Commentary Magazine


Malraux

To the Editor:

Like so many of Malraux’s critics, Renee Winegarten [Malraux's Fate,” November 1971] has some difficulty realizing that he is not yet dead. Like Sartre, who is utterly incapable of speaking of Malraux in the present tense, Mrs. Winegarten can only speak of “that great gulf between the world of Malraux and the present day” or else ponder the ironies his life will present to future generations. . . .

But perhaps Mrs. Winegarten is less concerned with presenting a portrait of a man who has been embroiled in the struggle against humiliation all around the globe than she is in delivering a hatchet job. She tells us of a “Nietzschean elitist” who took special delight in the ferocity of his troops while neglecting to add that the same man was a recipient of both the French Croix de la Libération and the British Distinguished Service Order. . . .

Mrs. Winegarten makes insinuations about Malraux’s hesitation in joining the Resistance . . . but she almost overlooks his service in the Resistance, where he accomplished much more actually fighting than Sartre ever did sitting at his desk. . . . Among other things, Malraux harassed the SS division, Das Reich, and impeded its push north to combat the Allied invasion at Normandy.

__Exercise details__: Carry on the letter to the editor defending Malraux, picking up right after its final sentence.

__Listed records__:

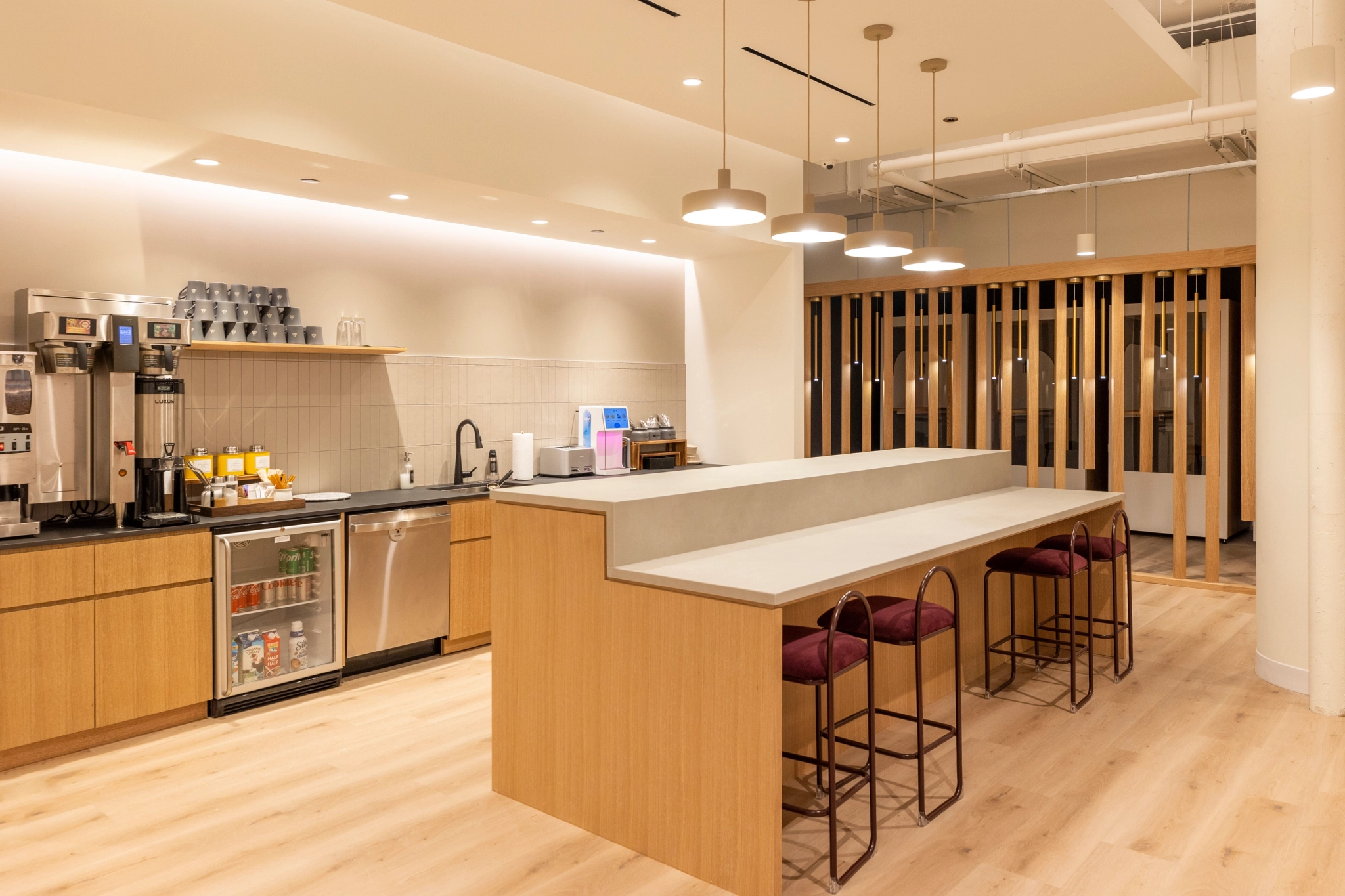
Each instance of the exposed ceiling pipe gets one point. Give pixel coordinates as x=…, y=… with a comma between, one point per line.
x=1074, y=136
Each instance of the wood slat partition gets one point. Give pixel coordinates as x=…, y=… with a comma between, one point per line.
x=1248, y=373
x=827, y=386
x=1060, y=418
x=1006, y=366
x=889, y=356
x=1116, y=383
x=1033, y=378
x=810, y=337
x=847, y=341
x=1087, y=378
x=866, y=373
x=1214, y=375
x=1146, y=375
x=958, y=377
x=985, y=339
x=1180, y=456
x=911, y=368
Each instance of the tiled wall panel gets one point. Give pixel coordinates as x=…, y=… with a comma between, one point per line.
x=341, y=423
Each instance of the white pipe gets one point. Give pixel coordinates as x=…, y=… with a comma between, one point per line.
x=1075, y=136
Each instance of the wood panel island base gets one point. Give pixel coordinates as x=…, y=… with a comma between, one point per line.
x=636, y=631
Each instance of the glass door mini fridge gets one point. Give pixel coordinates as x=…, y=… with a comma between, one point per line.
x=278, y=612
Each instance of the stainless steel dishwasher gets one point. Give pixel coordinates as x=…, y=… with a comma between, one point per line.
x=396, y=585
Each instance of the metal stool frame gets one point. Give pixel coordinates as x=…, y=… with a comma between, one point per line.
x=1013, y=637
x=1052, y=624
x=862, y=775
x=951, y=731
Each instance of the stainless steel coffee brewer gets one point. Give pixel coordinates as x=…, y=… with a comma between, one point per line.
x=160, y=425
x=18, y=463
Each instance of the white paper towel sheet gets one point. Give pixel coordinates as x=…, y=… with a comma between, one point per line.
x=523, y=456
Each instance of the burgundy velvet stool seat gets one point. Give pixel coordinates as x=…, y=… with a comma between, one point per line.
x=1105, y=550
x=817, y=657
x=894, y=624
x=1056, y=565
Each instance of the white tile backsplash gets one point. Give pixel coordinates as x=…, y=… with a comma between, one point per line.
x=341, y=423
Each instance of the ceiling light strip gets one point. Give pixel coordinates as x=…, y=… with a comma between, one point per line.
x=805, y=74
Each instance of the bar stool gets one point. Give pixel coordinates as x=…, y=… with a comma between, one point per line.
x=1106, y=550
x=894, y=624
x=1043, y=563
x=817, y=657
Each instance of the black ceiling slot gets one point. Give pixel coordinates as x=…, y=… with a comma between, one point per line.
x=650, y=3
x=799, y=72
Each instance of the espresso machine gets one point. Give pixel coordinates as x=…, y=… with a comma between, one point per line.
x=18, y=464
x=160, y=423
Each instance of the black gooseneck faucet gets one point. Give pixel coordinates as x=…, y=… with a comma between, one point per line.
x=458, y=464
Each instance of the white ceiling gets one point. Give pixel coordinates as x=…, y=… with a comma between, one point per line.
x=1012, y=64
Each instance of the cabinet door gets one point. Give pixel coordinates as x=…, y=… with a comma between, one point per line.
x=470, y=589
x=46, y=673
x=154, y=652
x=128, y=565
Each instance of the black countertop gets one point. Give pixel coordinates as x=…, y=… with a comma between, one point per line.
x=102, y=528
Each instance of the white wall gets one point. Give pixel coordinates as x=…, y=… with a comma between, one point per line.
x=431, y=286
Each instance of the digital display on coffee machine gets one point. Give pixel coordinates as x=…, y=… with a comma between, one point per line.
x=77, y=326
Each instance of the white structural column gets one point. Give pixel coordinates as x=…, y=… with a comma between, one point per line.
x=1327, y=382
x=1282, y=368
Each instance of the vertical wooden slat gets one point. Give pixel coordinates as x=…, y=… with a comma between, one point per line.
x=1214, y=383
x=889, y=356
x=866, y=373
x=911, y=368
x=1146, y=377
x=1116, y=383
x=808, y=341
x=1179, y=352
x=958, y=371
x=1248, y=373
x=1088, y=377
x=1060, y=418
x=847, y=337
x=985, y=339
x=1033, y=356
x=827, y=386
x=933, y=368
x=1006, y=367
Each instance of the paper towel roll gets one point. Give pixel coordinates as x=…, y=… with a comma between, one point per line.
x=523, y=456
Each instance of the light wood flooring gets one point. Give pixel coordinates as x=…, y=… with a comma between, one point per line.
x=1192, y=775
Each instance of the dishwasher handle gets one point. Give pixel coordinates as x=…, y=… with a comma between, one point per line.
x=357, y=528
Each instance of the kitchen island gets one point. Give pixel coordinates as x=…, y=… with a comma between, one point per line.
x=636, y=630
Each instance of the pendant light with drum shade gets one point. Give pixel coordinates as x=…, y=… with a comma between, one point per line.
x=808, y=226
x=934, y=257
x=724, y=206
x=877, y=242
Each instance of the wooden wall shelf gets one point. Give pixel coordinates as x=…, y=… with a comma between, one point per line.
x=286, y=349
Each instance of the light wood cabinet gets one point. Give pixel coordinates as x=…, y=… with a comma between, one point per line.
x=470, y=589
x=45, y=575
x=131, y=565
x=154, y=652
x=470, y=521
x=46, y=673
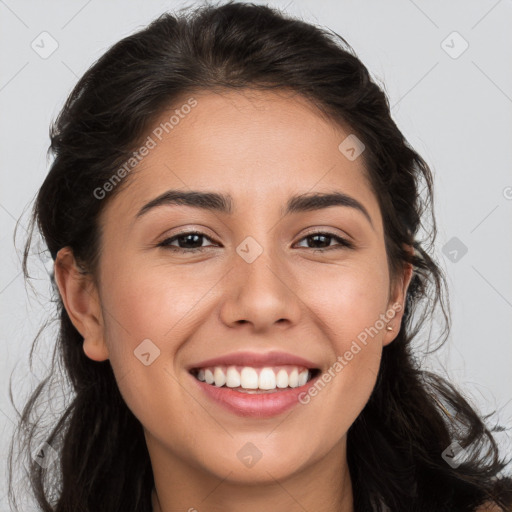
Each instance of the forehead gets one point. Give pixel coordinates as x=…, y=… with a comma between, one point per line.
x=259, y=147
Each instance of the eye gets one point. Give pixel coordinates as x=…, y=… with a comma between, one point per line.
x=324, y=238
x=190, y=238
x=194, y=241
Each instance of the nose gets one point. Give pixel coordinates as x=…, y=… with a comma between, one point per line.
x=262, y=294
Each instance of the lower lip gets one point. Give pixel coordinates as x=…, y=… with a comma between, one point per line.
x=261, y=405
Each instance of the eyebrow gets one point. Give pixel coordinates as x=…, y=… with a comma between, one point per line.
x=223, y=203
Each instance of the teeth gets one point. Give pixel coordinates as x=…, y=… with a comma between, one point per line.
x=232, y=377
x=219, y=376
x=248, y=378
x=208, y=376
x=267, y=379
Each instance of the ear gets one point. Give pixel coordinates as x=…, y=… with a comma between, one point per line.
x=396, y=304
x=80, y=298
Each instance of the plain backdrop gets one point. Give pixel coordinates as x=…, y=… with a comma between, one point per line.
x=446, y=69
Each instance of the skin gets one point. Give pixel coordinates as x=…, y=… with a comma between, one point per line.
x=261, y=148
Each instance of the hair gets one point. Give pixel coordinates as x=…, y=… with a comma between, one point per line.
x=395, y=446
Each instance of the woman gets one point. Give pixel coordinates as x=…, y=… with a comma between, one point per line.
x=234, y=220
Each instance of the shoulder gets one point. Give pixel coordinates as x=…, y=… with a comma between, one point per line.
x=489, y=507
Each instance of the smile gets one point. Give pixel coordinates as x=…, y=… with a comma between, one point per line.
x=247, y=379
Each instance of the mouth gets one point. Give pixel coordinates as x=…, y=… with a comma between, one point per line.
x=255, y=380
x=257, y=392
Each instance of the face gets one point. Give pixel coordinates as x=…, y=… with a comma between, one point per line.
x=259, y=282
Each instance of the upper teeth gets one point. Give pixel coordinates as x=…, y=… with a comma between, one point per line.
x=255, y=378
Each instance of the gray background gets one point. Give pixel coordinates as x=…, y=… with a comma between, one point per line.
x=454, y=109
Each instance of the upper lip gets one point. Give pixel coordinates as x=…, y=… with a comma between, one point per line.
x=255, y=359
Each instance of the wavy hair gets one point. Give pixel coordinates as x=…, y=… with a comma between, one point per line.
x=395, y=446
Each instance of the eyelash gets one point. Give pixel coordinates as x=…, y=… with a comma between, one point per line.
x=343, y=243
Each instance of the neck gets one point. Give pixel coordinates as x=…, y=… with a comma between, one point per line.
x=323, y=486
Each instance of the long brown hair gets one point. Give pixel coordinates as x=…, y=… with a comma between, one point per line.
x=395, y=446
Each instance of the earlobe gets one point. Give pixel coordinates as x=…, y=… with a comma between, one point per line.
x=397, y=305
x=80, y=298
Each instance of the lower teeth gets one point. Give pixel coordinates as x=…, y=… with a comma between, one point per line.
x=257, y=391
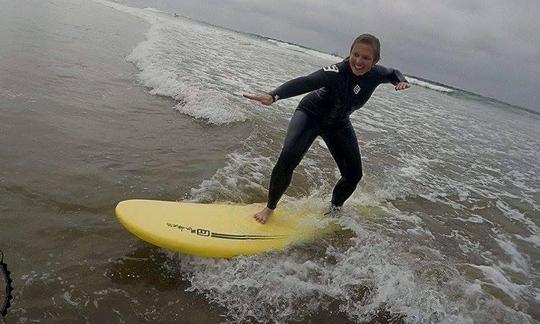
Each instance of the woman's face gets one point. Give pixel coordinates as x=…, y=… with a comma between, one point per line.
x=361, y=58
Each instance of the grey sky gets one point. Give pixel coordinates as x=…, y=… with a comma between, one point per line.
x=491, y=47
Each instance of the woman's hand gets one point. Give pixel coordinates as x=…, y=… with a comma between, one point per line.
x=402, y=86
x=264, y=98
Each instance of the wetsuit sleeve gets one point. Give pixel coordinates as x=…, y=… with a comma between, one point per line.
x=390, y=75
x=301, y=85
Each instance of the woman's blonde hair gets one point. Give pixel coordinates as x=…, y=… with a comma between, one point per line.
x=372, y=41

__Task response__:
Mrs. Winegarten interprets Malraux’s support of the Gaullist movement of the 50′s as a “dislike of parliamentary democracy.” It might be more truthful to suggest that Malraux was convinced that France without Gaullism would either go the way of Weimar or, like the Kerensky government, fall into the hands of the Communists.

In the last analysis, what Mrs. Winegarten despises most in Malraux is his reticence about his private life. She is distressed by his unwillingness to elucidate matters that he “could clear up in two seconds if he so wished.” Perhaps this is only his reluctance to let people like Mrs. Winegarten play God with his personal affairs. . . .

What is important in a man? His own displeasure with himself, or the things that he manages to accomplish despite this? As Berger’s father says in The Walnut Trees of Altenburg, “in the shadow of secrecy men achieve equality a little too easily”; but in the light of our struggles for dignity, it is better to discern what makes a man.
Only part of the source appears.